> [Instructions to follow]
Each record below is to be set down again precisely.

> [Region pointing data]
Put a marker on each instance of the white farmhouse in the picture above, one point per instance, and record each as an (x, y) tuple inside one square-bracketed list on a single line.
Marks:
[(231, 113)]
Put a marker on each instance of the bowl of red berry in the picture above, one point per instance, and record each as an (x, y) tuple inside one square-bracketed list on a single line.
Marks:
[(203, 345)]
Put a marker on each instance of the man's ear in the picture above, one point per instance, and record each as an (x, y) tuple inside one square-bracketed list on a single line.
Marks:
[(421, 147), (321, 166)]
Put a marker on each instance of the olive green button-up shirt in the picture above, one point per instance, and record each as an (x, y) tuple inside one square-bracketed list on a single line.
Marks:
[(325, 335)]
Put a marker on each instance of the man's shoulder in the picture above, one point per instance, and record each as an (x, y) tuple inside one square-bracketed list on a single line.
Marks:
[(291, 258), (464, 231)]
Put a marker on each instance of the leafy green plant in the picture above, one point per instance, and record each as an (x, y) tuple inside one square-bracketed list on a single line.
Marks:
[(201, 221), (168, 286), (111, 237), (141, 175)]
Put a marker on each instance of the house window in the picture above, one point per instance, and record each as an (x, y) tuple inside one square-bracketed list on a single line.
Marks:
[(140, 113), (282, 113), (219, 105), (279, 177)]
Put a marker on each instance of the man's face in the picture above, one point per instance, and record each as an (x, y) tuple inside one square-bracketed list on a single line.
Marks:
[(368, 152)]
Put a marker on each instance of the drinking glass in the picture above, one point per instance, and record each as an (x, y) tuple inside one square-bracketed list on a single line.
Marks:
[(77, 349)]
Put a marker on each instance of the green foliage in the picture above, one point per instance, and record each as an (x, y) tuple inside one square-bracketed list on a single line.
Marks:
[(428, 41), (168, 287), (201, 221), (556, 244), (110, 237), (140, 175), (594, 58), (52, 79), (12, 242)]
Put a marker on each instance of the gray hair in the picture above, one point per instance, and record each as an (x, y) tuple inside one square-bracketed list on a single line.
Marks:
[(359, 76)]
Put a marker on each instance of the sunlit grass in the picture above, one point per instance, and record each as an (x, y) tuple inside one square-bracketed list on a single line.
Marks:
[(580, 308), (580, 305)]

> [Output of the task]
Put a marker on each instance of the white farmhouse in the picture above, one point per instance, and record each as an (x, y) tuple inside one square-bracketed list on a single line.
Marks:
[(231, 113)]
Put a marker on each instance of the bowl of red berry in the picture above, one point per instance, and record each as an (x, y) tuple inside one square-bracketed list on a single line.
Marks:
[(203, 345)]
Put a marker on each instance of the man's ear in the picture above, one point per instance, and record each as an (x, y) tuple inside one square-bracketed list on a single line.
Marks:
[(421, 147), (321, 166)]
Put a marker on each instance of the olive green button-up shirt in the picture above, one point per instance, and record each as an (x, y) tuple inside one square-bracketed list on a single line.
Marks:
[(325, 335)]
Put a marker on each instance of the man's shoulder in the picture above, one point per instance, and record each as an (x, y) tuple inside one square-bracketed list on a single line.
Marks:
[(291, 258), (464, 231)]
Put a marker on each instance of the leafy green plant in the picture above, one point per instance, and record each as an (x, y) tuple inside one square-bracketed list on a single line.
Marks:
[(201, 221), (168, 286), (111, 237), (141, 175)]
Put a marker on each instance of the house window in the picture above, one point per instance, and record each as an (x, y) tuple inside one square-bracketed list on a single line.
Marks:
[(140, 113), (282, 113), (219, 105), (279, 177)]
Put a marker on each instance of the man's face in the picture above, one point per instance, and record each as an (x, y) tuple inside one square-bracketed list on a single line.
Marks:
[(368, 152)]
Put a marker on each instance of the drinking glass in the picture above, one point per instance, and record each as an (x, y) tuple inside one square-bracketed list on a single line.
Marks:
[(77, 349)]
Put a marker on each instance of the green foliage in the picture above, one point per instance, and record each as an (x, y) tuple inside one square-bracketed list on a single line.
Marks:
[(428, 41), (168, 287), (201, 221), (556, 244), (110, 237), (140, 175), (594, 58), (52, 79), (12, 242)]
Put a marker on each instance of the gray hair in the picture above, one point per instance, and record each as an (x, y) tuple inside one square-bracketed list on a single line.
Marks:
[(359, 76)]
Put a marker on each instance of the sunlit grass in the picture above, one point per instance, and record each as an (x, y) tuple inside one square-bracketed list on a single line.
Marks:
[(580, 308), (580, 305)]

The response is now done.